SOURCE EXTRACT:
= Beginning of Section =

Netflix might make a good pro and anti argument - gets rid of advertising, gives you choice but the Netflix company gets an enormous amount of information about how people are watching content which could lead to an Eli Pariser like movement towards filter bubbles.

Then we looked at Clay Shirky talking about MOOCs. He mentions self-scoring tests as a key feature of MOOCs. Quizzes would have been great on edcmooc. I am adrift armed only with a sense of scepticism…

Love this: Shirky's MOOC Criticism Drinking Game: take a swig whenever someone says “real”, “true”, or “genuine” to hide the fact that they are only talking about elite schools instead of the median college experience. And this: "The large lecture isn’t a tool for producing intellectual joy; it’s a tool for reducing the expense of introductory classes".

So… My digital artefact should perhaps be about ways of using IT industry and supply chain techniques to improve MOOCs? Starting point Shirky: "For colleges, this means more graduate and adjunct instructors, increased enrollments and class size, fundraising, or, of course, raising tuition."

To counter Shirky we had a self-serving grad student lecturer called Bady who aspires to tenure and supports the status quo. He had no real arguments and in the main just criticises Shirky's writing style. He ends: "Beware anyone who tries to give you a link to WebMD as a replacement for seeing a real doctor." Yet actually a lot of people use the Internet to aid them with useful health advice. Support groups anyone? I personally used it in an emergency medicine situation and it probably saved me about 8 months more severe disability than I actually experienced. Internet 1, Bady 0. To use the gamification metaphors we are supposed to be learning about.

I've saved the worst of week 2 till last. An hour of Campbell Gardner. And I want to admit straight away I fell asleep for 10 minutes in the middle. Here we're apparently contrasting 
"schoolers" and "yearners" - the latter want deep change in education through tools like MOOCs rather than former who produce "blogging assignments" where you continue the same model with technology plastered over. Which is characterised as "the brothel of non-learning". 

I see yet another spat between the trainers and the educators. People want value for money in their learning. Employers now expect their employees to train and retrain themselves in their own time largely (portfolio careers?). This is one of the environmental factors that MOOCs are a response to.

= End of Section =

INFORMATION SUPPLIED:
= Beginning of Section =

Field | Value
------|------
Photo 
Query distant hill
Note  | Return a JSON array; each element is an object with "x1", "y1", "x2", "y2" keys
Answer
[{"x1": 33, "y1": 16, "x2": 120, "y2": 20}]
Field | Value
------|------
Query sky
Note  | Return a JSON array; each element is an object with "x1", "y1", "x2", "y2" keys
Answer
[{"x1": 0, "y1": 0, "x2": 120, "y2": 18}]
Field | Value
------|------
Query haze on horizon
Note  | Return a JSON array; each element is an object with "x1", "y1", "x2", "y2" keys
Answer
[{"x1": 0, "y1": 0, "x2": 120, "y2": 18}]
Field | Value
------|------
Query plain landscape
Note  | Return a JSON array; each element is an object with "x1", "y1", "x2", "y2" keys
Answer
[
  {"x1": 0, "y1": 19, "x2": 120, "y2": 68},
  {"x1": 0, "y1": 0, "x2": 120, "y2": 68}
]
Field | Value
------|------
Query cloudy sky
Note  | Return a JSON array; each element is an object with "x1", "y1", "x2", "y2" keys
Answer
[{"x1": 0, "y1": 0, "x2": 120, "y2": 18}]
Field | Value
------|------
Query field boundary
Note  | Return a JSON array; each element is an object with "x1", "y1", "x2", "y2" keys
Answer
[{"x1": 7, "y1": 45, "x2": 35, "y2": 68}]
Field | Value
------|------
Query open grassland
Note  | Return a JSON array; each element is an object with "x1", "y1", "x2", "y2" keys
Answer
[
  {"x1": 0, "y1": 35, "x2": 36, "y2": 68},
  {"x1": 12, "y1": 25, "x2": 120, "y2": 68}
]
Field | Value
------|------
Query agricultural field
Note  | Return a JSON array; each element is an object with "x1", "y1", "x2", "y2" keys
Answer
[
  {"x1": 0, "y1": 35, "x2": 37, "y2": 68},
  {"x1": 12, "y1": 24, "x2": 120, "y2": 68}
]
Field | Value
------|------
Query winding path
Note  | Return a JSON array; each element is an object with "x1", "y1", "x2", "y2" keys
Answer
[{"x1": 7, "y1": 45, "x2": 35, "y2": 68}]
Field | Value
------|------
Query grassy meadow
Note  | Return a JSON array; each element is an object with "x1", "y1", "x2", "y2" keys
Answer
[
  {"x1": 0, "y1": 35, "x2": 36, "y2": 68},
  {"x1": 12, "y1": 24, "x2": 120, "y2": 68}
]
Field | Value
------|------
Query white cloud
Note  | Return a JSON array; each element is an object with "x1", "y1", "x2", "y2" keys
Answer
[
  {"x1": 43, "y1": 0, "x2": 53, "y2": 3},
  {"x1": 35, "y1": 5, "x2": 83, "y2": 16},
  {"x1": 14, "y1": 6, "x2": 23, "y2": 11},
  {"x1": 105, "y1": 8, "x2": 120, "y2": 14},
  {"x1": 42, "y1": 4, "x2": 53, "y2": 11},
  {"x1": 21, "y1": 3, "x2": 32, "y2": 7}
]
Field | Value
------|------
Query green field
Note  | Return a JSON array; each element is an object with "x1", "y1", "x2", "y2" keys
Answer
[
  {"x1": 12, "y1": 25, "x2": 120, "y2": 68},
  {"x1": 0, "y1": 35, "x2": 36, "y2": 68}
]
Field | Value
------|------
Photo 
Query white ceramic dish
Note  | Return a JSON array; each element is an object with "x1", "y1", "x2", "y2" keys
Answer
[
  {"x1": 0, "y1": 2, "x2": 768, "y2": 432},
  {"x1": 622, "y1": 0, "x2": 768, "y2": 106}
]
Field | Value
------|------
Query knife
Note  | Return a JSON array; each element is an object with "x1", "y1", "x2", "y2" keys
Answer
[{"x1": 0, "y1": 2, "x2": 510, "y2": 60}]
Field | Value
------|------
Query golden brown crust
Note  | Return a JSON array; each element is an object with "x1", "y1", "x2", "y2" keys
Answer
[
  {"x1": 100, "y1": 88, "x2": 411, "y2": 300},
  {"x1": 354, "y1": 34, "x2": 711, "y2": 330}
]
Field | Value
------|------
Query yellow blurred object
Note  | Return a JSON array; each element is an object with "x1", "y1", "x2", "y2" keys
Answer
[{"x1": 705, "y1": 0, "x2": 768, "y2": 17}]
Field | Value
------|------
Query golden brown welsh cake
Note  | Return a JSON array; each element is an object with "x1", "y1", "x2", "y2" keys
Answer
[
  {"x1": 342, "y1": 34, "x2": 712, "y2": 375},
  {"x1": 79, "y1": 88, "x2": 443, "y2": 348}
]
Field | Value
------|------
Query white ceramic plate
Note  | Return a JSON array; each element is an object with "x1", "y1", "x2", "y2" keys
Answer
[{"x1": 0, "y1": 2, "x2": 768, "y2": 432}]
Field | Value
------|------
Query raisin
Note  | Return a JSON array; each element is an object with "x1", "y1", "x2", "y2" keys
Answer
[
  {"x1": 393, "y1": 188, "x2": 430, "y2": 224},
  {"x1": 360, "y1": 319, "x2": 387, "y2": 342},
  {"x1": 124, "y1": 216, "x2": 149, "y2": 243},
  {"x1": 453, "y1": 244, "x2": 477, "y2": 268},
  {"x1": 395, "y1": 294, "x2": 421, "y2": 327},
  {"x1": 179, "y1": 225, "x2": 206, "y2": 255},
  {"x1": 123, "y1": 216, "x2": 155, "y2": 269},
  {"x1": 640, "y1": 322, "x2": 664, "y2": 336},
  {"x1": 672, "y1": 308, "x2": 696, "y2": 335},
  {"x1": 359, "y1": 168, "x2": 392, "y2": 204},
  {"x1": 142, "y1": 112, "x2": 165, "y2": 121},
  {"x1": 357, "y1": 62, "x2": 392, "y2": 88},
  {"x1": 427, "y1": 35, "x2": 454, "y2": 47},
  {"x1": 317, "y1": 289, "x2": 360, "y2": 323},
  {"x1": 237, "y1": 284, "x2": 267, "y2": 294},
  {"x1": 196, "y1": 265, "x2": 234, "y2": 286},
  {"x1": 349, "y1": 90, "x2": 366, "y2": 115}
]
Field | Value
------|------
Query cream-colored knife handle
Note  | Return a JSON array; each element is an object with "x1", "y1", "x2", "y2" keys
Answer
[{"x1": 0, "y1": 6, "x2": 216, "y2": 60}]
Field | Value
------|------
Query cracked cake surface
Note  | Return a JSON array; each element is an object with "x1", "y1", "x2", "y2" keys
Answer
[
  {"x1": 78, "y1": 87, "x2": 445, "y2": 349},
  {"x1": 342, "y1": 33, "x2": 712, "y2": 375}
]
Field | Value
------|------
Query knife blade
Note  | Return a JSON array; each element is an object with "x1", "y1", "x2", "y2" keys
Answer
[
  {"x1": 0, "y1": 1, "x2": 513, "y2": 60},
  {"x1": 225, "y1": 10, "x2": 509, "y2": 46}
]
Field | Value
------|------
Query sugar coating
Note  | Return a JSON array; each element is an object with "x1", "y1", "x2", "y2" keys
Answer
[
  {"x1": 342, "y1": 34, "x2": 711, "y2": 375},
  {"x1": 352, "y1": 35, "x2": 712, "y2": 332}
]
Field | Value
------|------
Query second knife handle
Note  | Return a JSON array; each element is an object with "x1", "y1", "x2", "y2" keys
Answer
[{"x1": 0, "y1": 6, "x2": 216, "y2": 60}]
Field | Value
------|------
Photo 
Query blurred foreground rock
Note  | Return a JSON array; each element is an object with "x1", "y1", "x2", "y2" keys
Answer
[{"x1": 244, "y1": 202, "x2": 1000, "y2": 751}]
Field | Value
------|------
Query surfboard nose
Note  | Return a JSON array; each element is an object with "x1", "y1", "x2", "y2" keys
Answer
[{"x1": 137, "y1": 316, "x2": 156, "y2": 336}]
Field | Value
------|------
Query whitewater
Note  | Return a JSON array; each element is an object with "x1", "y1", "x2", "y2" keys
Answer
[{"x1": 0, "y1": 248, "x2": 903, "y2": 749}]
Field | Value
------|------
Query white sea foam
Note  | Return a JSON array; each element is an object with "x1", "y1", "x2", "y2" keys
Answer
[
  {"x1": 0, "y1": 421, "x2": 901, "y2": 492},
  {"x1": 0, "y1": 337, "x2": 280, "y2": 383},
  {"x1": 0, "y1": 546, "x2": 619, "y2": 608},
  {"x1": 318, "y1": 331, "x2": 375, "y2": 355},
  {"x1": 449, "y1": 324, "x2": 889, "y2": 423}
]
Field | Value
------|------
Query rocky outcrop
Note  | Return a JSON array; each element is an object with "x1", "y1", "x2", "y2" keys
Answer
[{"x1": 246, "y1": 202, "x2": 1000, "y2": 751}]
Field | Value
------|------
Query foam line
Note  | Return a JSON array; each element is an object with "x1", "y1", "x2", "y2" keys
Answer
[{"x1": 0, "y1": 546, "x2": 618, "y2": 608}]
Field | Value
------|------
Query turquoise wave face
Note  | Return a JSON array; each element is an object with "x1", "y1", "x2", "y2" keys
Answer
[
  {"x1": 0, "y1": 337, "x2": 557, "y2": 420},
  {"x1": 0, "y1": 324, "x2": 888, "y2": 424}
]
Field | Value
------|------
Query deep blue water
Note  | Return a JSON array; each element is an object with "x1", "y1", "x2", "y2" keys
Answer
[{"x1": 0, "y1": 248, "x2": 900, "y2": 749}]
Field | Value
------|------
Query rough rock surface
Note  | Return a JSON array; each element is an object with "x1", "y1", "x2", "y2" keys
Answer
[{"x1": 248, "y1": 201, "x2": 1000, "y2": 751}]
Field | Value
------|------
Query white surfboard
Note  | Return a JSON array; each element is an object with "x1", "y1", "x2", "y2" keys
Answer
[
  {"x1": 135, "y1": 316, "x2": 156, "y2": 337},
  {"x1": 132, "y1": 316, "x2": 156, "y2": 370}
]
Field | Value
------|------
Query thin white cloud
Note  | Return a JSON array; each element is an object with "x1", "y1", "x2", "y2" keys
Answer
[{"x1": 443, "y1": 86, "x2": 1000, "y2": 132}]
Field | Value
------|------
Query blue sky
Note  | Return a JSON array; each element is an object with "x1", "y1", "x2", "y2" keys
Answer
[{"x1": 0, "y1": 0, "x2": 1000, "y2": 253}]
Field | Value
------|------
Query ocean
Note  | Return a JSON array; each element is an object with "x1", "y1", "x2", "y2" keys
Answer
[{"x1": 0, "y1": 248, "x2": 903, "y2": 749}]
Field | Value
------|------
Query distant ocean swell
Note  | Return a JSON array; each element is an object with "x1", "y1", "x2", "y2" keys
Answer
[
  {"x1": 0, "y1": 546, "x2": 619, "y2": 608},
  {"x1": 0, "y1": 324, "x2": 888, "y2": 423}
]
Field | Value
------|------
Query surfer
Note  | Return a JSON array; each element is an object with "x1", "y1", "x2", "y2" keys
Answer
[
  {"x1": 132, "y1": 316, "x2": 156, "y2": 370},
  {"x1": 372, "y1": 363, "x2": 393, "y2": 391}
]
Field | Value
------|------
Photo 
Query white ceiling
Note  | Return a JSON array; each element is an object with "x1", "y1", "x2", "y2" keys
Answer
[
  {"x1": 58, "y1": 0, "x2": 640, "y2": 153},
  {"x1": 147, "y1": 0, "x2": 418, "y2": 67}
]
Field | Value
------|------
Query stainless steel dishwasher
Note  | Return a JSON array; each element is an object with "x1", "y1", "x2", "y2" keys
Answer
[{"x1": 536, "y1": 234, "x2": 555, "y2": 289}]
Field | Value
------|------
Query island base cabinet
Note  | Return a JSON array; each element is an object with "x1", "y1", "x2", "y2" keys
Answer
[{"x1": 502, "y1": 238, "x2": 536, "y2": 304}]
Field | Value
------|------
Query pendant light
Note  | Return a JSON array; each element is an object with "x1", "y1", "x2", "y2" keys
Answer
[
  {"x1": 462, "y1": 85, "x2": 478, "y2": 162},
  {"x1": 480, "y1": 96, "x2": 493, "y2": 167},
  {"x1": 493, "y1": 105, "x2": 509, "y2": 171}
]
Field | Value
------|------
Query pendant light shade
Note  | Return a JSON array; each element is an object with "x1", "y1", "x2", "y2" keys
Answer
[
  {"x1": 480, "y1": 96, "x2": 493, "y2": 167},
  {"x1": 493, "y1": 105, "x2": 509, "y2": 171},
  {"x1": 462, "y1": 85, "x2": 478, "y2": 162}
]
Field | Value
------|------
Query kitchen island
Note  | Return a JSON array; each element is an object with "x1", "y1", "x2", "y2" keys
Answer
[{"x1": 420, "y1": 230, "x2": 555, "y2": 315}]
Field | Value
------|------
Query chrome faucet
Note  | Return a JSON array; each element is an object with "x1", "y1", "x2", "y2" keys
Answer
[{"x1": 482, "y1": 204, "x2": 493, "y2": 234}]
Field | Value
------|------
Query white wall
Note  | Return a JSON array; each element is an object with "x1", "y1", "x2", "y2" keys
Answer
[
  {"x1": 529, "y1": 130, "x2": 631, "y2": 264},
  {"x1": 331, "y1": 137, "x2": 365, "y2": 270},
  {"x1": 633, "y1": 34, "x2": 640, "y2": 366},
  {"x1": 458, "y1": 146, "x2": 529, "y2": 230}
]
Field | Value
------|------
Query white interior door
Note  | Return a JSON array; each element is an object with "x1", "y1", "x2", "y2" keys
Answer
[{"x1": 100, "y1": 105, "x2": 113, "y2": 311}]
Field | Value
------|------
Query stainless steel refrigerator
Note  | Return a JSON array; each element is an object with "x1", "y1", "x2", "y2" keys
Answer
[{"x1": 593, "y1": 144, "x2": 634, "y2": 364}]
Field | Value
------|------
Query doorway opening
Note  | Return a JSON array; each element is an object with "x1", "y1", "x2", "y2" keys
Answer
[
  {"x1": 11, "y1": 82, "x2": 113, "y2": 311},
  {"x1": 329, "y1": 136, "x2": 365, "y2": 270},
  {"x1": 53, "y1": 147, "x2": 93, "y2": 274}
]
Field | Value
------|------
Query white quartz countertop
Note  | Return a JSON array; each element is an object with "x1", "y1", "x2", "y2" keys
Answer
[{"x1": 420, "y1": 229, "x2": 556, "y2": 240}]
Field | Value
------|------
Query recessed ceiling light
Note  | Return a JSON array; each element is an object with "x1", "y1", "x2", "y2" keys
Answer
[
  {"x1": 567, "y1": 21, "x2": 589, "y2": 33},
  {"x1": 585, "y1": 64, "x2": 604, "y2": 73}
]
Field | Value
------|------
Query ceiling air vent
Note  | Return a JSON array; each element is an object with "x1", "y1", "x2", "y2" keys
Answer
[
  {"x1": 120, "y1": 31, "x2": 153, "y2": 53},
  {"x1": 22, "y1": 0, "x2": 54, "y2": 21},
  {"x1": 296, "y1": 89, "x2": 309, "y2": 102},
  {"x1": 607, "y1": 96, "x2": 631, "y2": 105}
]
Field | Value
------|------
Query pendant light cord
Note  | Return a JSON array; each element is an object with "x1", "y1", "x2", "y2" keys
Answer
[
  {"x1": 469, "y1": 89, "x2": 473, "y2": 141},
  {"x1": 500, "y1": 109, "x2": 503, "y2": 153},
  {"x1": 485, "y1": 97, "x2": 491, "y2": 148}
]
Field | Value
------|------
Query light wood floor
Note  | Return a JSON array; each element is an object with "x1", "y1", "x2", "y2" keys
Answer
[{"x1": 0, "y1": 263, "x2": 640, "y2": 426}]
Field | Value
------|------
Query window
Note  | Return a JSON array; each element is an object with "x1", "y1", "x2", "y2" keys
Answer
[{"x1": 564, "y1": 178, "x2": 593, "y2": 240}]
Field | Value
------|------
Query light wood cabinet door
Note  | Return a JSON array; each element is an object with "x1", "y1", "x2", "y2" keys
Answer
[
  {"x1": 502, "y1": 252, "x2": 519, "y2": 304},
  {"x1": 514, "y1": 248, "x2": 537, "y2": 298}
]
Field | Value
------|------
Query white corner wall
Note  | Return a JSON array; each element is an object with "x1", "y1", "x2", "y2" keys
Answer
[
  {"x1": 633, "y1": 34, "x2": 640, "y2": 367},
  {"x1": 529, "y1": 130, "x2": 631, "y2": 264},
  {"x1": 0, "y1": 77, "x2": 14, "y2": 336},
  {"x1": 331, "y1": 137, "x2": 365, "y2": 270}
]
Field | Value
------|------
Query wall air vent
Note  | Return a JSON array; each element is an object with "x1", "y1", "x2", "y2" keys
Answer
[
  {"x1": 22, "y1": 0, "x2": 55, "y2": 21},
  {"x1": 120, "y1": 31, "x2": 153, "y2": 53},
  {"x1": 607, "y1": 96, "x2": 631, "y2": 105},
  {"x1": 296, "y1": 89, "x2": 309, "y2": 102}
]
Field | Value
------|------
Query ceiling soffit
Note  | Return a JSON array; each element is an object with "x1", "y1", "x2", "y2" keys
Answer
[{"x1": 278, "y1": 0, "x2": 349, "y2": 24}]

= End of Section =

EXERCISE: Continue the reflection on the week 2 MOOC readings, picking up right after its last sentence.

OUTPUT OF THE EXERCISE:
Campbell seemed to be stuck in a metacognitive loop which is all about how clever his students are (and by implication he himself is). My sci-fi metaphor for his talk would have to be the introduction to Kubrick's 2001. Campbell is conflating  tool-using with learning. Apparently it's all about hospitality to provide an ecology of yearning. This is just a plea that in a nice world education should be pointless. Sorry, mate. You've been disintermediated and this model is dead.

The course organisers in their introduction imply that Campbell is describing the "utopia" of open learning. They ask us to reflect on what open learning means to us so here goes:

  • Clear navigation and achievable assessments
  • Well-selected and relevant content
  • An arc of imagination and progress that is clear throughout the course
  • Low cost
  • Flexibility in time and place
  • Interesting networks of connection
  • Economic and intellectual benefit
  • Hospitality doesn't come into it anywhere.

I don't think the list above is rocket science. In one of the optional articles: "It is unclear how much Coursera students actually study. Ng estimates that 40 to 60 percent of those who register in a typical course might attempt the first assignment. Perhaps 10 to 15 percent might finish all the work." This is a very poor yield in supply chain terms. Why write off MOOCs without trying to come up with some guidelines and suggestions to improve the yield? The days of education for the sake of education in a world of limited resources and a hollowed-out globalised professional class are numbered.